-- Begin Supplied text --

= Upgrade =

Process of improving something by replacing part of it or adding additional parts

An upgrade is the result of improving something by replacing part of it or adding additional parts. For example, one can upgrade a computer by replacing the CPU with a faster one and by adding more RAM, and afterwards, the computer is an upgrade. Although often used in the context of technology, anything can be upgraded (improved).

Often an update is an upgrade but not always. Update only implies newer (more up-to-date). An update could degrade, or changing to an older version could be an upgrade.

==Hardware==
Common hardware upgrades include additional memory and storage, and replacing the CPU and graphics card with faster components.

Updating hardware involves the risk of compatibility. For example, added RAM may not be compatible with existing RAM in a computer. Other hardware components may not be compatible after either an upgrade or downgrade, due to the non-availability of compatible drivers for the hardware with a specific operating system.

==Software==
In order to upgrade software, a package is often downloaded over the Internet, sometimes directly by a user and sometimes automatically by a computer. The package may contain only the data needed to modify the existing version, not the entirety of the software. An upgrade may include improved functionality and bug fixes such as to eliminate a security vulnerability.

-- End Supplied text --

- [Objective 1] Please put the records from the line containing "the bald head." through the end of the records into a JSON list of strings, one string per line, leaving out blank lines.
The upgrade article and the records after it are separate material.

-- Begin Entries provided --

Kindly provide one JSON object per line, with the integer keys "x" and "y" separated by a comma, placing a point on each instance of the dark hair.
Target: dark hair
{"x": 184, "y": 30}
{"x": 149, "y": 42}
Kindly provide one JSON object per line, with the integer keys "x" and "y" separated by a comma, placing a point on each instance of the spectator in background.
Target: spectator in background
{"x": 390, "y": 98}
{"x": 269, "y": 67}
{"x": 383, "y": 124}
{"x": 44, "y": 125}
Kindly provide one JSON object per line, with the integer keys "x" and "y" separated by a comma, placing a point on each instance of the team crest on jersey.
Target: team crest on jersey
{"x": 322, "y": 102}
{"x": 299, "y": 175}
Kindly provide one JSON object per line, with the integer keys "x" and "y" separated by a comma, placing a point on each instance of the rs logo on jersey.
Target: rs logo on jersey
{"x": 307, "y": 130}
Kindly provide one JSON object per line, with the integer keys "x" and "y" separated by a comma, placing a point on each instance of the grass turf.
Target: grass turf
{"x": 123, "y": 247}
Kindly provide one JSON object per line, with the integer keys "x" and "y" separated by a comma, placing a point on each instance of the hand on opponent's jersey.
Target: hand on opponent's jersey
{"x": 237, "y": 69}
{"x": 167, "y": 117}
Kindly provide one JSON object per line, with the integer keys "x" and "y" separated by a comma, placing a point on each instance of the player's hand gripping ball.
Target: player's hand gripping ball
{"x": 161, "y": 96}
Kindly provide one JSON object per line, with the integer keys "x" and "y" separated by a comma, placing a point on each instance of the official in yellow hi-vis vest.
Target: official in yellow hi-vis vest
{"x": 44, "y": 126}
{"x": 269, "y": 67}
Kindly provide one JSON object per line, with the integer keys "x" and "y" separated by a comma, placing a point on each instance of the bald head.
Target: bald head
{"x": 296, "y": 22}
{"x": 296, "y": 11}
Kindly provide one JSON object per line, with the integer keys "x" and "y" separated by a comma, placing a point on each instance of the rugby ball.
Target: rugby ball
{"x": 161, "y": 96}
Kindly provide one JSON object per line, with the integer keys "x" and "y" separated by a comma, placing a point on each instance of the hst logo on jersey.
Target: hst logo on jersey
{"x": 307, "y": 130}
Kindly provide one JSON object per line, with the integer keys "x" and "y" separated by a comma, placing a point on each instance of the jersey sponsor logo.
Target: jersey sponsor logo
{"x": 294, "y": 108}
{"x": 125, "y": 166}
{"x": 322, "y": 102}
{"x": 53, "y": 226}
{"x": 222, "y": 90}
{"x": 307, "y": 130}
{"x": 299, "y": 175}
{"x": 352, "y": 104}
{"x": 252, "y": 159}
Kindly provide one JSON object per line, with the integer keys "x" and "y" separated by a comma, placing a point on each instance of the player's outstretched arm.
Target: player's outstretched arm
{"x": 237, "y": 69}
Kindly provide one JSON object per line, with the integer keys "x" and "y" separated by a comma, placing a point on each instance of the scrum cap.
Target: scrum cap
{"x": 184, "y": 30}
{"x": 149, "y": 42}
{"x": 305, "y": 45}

-- End Entries provided --

- [Objective 2] Shorten the paragraph in the upgrade article that begins "Updating hardware involves" to a single sentence that keeps its main facts.

- [Expected answer 1]
[
  "Kindly provide one JSON object per line, with the integer keys \"x\" and \"y\" separated by a comma, placing a point on each instance of the bald head.",
  "Target: bald head",
  "{\"x\": 296, \"y\": 22}",
  "{\"x\": 296, \"y\": 11}",
  "Kindly provide one JSON object per line, with the integer keys \"x\" and \"y\" separated by a comma, placing a point on each instance of the rugby ball.",
  "Target: rugby ball",
  "{\"x\": 161, \"y\": 96}",
  "Kindly provide one JSON object per line, with the integer keys \"x\" and \"y\" separated by a comma, placing a point on each instance of the hst logo on jersey.",
  "Target: hst logo on jersey",
  "{\"x\": 307, \"y\": 130}",
  "Kindly provide one JSON object per line, with the integer keys \"x\" and \"y\" separated by a comma, placing a point on each instance of the jersey sponsor logo.",
  "Target: jersey sponsor logo",
  "{\"x\": 294, \"y\": 108}",
  "{\"x\": 125, \"y\": 166}",
  "{\"x\": 322, \"y\": 102}",
  "{\"x\": 53, \"y\": 226}",
  "{\"x\": 222, \"y\": 90}",
  "{\"x\": 307, \"y\": 130}",
  "{\"x\": 299, \"y\": 175}",
  "{\"x\": 352, \"y\": 104}",
  "{\"x\": 252, \"y\": 159}",
  "Kindly provide one JSON object per line, with the integer keys \"x\" and \"y\" separated by a comma, placing a point on each instance of the player's outstretched arm.",
  "Target: player's outstretched arm",
  "{\"x\": 237, \"y\": 69}",
  "Kindly provide one JSON object per line, with the integer keys \"x\" and \"y\" separated by a comma, placing a point on each instance of the scrum cap.",
  "Target: scrum cap",
  "{\"x\": 184, \"y\": 30}",
  "{\"x\": 149, \"y\": 42}",
  "{\"x\": 305, \"y\": 45}"
]

- [Expected answer 2] Hardware updates carry a compatibility risk: added RAM may not work with a computer's existing RAM, and other components may stop working after an upgrade or downgrade if no compatible drivers exist for a specific operating system.